--- BEGIN ---

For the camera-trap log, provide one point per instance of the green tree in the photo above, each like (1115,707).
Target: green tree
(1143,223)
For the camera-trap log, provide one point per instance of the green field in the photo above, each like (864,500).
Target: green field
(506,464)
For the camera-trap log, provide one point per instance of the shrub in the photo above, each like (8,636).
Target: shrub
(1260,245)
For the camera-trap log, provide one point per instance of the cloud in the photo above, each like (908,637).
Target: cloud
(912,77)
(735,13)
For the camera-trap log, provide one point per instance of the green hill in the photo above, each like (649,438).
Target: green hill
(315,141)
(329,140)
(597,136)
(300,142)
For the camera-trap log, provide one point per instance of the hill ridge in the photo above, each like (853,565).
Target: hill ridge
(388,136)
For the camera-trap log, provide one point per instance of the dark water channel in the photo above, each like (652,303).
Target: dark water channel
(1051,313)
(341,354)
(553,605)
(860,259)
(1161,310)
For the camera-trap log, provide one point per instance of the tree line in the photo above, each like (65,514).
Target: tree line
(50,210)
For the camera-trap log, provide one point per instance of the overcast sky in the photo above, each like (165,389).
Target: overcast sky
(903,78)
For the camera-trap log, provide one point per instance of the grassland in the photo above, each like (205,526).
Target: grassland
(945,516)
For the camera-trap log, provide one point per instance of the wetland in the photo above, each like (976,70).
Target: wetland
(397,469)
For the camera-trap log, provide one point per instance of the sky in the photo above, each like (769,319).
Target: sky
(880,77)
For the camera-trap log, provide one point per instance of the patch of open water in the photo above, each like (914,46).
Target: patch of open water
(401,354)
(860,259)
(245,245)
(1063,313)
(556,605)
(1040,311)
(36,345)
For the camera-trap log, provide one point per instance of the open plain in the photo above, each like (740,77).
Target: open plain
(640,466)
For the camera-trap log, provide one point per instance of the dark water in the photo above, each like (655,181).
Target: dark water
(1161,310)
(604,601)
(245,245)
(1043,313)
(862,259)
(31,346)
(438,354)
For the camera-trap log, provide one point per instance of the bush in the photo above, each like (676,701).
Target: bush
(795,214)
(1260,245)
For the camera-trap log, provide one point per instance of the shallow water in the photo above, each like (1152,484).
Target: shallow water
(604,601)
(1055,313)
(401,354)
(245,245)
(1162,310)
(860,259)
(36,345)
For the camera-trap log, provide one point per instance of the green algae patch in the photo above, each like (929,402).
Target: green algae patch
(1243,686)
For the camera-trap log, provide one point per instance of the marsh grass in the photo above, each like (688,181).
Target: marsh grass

--- END ---

Problem requirements: Please retype everything in the listing above, from the line containing "each like (205,526)." down through the end of the listing, character for character.

Completed exercise:
For the camera-trap log, provide one point per instance of the grassland in the photo above, each like (205,526).
Target: grassland
(945,516)
For the camera-trap log, provide one point per instance of the wetland in the photo above, each like (976,70).
Target: wetland
(397,469)
For the camera-trap log, provide one point per instance of the sky in the photo above, each like (769,319).
Target: sky
(880,77)
For the camera-trap log, provide one point per instance of the patch of open water in the photo above, each like (914,46).
Target: patch of open water
(401,354)
(860,259)
(245,245)
(1063,313)
(556,605)
(1040,311)
(36,345)
For the camera-trap log, provide one point per instance of the open plain in the photo above, each like (740,77).
Target: open plain
(640,466)
For the camera-trap log, provide one point per instance of the dark water in the photo above, each like (655,181).
Target: dark water
(1161,310)
(604,601)
(245,245)
(1043,313)
(862,259)
(31,346)
(438,354)
For the camera-trap log, provide one point per instance of the bush in the photo above, each like (676,701).
Target: bush
(795,214)
(1260,245)
For the camera-trap log, provide one point per instance of the shallow water in the photo above, each like (1152,484).
Target: shallow water
(604,601)
(1055,313)
(401,354)
(245,245)
(1162,310)
(860,259)
(36,345)
For the camera-trap log, provide one point per instance of the green algae patch in the photo above, each like (929,402).
Target: green algae patch
(1243,686)
For the camera-trap log, provide one point per instance of the marsh grass in the photo above, each like (688,181).
Target: marsh grass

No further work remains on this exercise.